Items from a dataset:
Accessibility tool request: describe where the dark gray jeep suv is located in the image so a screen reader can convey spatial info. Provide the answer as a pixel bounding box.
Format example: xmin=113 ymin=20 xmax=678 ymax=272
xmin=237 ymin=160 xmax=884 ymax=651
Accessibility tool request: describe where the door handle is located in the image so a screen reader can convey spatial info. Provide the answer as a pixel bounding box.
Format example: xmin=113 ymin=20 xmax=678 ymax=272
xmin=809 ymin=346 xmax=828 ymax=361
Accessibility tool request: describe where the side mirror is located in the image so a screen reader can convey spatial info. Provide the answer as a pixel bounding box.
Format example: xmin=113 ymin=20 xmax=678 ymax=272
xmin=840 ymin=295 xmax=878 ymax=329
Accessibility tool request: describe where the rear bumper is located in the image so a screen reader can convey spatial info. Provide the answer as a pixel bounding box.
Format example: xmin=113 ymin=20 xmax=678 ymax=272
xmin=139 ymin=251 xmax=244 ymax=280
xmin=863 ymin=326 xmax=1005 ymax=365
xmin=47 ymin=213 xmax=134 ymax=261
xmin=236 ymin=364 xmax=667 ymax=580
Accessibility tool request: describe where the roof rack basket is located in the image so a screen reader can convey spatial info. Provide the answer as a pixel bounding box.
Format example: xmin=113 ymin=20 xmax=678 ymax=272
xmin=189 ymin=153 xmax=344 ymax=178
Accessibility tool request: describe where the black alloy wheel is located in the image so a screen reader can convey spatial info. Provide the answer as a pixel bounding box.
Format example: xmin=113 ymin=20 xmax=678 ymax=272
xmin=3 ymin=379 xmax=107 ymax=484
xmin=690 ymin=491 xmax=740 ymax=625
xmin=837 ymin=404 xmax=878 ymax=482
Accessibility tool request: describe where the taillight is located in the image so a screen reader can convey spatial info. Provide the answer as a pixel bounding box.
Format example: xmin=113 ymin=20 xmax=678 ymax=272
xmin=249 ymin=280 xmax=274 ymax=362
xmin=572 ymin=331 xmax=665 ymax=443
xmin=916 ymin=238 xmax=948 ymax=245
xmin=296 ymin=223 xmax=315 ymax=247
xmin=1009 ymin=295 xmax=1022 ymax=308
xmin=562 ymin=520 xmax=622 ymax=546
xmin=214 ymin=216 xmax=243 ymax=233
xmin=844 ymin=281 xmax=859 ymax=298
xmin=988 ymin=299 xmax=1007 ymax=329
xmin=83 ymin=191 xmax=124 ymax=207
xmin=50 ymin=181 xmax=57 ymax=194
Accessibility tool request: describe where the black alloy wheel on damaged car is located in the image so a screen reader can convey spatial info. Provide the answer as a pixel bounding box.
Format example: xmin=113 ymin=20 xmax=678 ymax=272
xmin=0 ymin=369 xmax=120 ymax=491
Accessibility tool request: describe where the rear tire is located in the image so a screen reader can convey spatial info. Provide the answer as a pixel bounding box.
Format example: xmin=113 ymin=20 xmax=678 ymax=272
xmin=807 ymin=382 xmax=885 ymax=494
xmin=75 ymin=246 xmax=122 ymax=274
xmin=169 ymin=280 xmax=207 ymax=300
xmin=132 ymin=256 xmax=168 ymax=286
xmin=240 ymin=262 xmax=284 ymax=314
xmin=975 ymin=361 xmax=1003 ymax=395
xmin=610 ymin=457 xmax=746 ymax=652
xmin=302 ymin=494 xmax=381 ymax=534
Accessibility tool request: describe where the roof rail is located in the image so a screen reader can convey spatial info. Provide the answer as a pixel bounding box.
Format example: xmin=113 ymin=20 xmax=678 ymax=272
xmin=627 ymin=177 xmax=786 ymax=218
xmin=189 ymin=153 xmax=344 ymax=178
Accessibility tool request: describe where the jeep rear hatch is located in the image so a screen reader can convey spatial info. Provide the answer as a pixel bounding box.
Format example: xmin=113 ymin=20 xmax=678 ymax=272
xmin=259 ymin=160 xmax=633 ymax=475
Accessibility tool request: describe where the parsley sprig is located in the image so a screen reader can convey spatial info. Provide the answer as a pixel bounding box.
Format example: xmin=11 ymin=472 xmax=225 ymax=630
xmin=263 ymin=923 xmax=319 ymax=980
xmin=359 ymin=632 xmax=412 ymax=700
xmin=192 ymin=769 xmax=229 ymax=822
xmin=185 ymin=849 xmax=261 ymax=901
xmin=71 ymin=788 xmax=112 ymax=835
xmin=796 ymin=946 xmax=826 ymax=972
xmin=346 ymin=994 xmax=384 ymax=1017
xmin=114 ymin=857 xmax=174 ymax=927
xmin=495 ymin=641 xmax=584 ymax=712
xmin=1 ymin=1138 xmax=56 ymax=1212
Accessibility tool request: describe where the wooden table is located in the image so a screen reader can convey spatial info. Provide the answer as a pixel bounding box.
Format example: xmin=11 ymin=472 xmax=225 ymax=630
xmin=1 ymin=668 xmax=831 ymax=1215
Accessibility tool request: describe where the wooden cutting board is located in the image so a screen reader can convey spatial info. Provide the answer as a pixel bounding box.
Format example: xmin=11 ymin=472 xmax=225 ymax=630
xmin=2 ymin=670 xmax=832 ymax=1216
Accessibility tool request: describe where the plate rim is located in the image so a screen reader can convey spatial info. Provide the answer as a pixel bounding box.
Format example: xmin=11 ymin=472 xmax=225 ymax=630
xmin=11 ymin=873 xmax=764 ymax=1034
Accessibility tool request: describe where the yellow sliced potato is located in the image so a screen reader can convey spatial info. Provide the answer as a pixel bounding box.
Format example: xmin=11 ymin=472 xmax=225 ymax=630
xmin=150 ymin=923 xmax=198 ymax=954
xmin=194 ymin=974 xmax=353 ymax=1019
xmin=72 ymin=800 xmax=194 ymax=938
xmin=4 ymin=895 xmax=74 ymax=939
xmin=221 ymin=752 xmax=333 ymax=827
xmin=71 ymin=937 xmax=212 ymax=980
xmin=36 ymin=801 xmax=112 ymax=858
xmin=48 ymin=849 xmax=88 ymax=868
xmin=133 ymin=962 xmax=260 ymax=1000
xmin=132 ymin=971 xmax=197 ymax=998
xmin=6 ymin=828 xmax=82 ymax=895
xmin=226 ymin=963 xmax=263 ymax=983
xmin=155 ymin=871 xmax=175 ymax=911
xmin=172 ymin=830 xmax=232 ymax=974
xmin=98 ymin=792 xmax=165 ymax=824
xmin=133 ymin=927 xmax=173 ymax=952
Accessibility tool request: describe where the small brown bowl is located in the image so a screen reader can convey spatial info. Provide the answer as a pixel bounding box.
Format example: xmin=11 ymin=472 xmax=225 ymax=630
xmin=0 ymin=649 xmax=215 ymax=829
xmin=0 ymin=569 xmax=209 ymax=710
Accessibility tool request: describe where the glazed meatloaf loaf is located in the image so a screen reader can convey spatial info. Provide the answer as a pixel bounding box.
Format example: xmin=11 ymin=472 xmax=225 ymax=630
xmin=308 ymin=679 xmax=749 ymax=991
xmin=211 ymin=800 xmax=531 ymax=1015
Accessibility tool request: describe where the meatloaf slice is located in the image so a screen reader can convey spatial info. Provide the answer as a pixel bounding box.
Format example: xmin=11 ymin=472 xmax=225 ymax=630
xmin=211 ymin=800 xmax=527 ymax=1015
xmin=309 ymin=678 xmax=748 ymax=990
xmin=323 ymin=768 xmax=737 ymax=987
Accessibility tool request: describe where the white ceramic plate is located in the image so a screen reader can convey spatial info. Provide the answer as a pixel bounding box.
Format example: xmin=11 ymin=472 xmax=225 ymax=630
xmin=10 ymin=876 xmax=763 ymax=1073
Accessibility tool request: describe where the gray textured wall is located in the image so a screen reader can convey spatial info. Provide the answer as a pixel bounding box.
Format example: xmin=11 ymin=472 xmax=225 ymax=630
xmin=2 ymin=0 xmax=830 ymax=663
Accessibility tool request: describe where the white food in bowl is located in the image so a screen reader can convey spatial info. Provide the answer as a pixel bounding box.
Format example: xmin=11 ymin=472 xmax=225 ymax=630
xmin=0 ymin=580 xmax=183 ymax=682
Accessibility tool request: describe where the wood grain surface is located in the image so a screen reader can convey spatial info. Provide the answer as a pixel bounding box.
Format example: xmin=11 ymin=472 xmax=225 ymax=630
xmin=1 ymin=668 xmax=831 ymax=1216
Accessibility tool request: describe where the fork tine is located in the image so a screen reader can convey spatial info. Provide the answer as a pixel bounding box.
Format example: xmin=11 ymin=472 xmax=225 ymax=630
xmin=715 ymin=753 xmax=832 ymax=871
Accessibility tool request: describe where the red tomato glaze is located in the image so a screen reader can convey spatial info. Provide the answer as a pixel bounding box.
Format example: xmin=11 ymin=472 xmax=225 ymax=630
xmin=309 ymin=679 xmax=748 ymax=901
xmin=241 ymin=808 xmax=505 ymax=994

▶ _Work required_: Set down, unchanged, only those lines above that fall between the line with "Accessibility tool request: describe where the wood grain" and the line with "Accessibility tool request: describe where the fork", the two end lines included.

▶ _Result for this exercise_:
Accessibility tool request: describe where the wood grain surface is located in the image so a screen reader can convey spatial info. Provide the answer as a pixel bounding box.
Format example: xmin=11 ymin=472 xmax=225 ymax=630
xmin=1 ymin=668 xmax=831 ymax=1216
Accessibility tool request: describe where the fork tine is located in the image so a screen reader can convey spatial info. Provide the answer as a pixel bounding box.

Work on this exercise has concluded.